* TASKS FOR THIS EXERCISE
**a)** In the retail safety article, rewrite the part from "The study also" to "study in April.", substituting "older shoppers" for "Baby Boomers" wherever it appears.
**b)** According to the retail safety article, what percentage of respondents now feel unsafe or very unsafe visiting shopping malls?

Even as more major retailers require customers to wear a mask in-store, new research from digital product testing and decision-making platform First Insight found that the vast majority of women (80 percent) feel unsafe trying out beauty products, 68 percent feel unsafe trying on apparel in dressing rooms, and 61 percent feel unsafe trying on shoes. This represents an uptick compared to the company’s last study in April when 78 and 65 percent of women felt unsafe trying on beauty products and apparel, respectively.
The study also found that, of the generations, Baby Boomers still feel the least safe returning to the shopping environment overall. Seventy-three percent of Baby Boomers surveyed said they would not feel safe trying on clothes in dressing rooms compared to 71 percent our last study in April.
A growing number of consumers feel unsafe in shopping malls, warehouse clubs and big box retailers
According to the survey, 32 percent of respondents feel unsafe or very unsafe when visiting shopping malls compared to 29 percent in the last survey. Warehouse clubs saw a similar uptick (20 percent versus 18 percent), with small increases in big box retail (18 percent versus 17 percent).
By comparison, consumers are feeling more safe visiting essential businesses like grocery stores
Just eleven percent say they feel unsafe or very unsafe now, compared to 13 percent who said so in April, with drug stores holding steady at only 15 percent feeling unsafe. In addition, more consumers are feeling safer visiting local small businesses, with those who feel unsafe shopping there dropping to 17 percent from 21 percent at the end of April.
“Retailers need to be aware that while people are shopping and there is definitely pent-up demand, many consumers are still very much afraid to be in-store and to try products or use dressing rooms,” said Greg Petro, CEO of First Insight, in a news release. “We are seeing increasing Coronavirus case numbers in states across the country, and retailers are definitely solidifying their COVID-19 policies to help customers feel safer, including mandating masks be worn, limiting people in-store and conducting temperature checks. As stores continue to operate during the pandemic, it is critical that retailers communicate with their customers, understand expectations when it comes to safety, and simultaneously offer the products they need. Those that do will have the greatest chance of success in this difficult environment.”

* EXTRACTED ENTRIES
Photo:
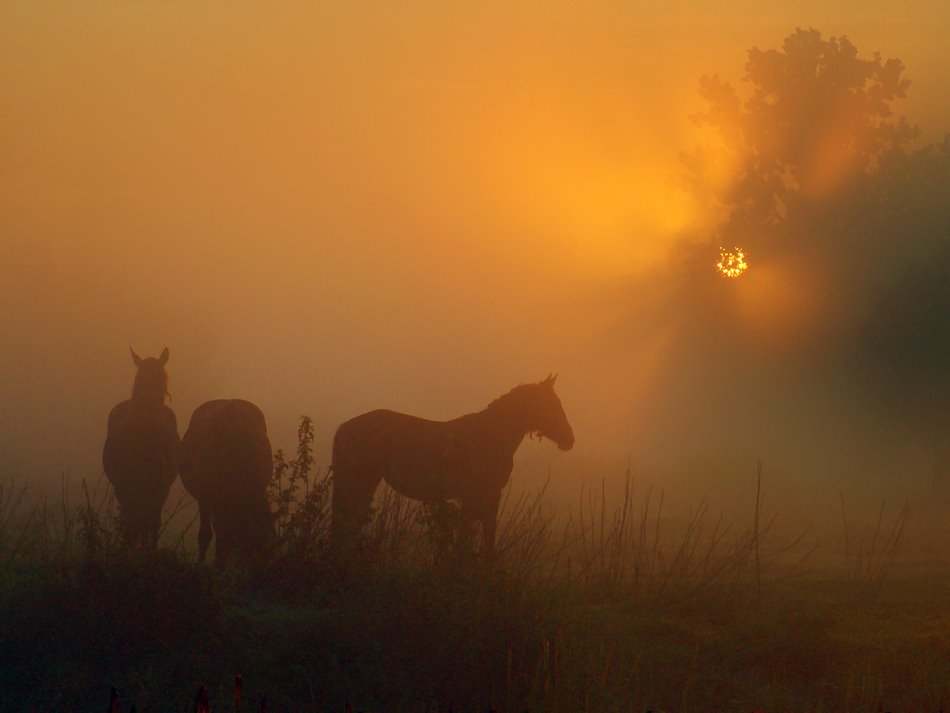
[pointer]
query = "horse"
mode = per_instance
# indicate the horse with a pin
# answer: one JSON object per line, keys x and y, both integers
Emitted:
{"x": 139, "y": 455}
{"x": 469, "y": 458}
{"x": 226, "y": 464}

* COMPLETED EXERCISE
**a)**
The study also found that, of the generations, older shoppers still feel the least safe returning to the shopping environment overall. Seventy-three percent of older shoppers surveyed said they would not feel safe trying on clothes in dressing rooms compared to 71 percent our last study in April.

**b)** 32 percent, up from 29 percent in the previous survey.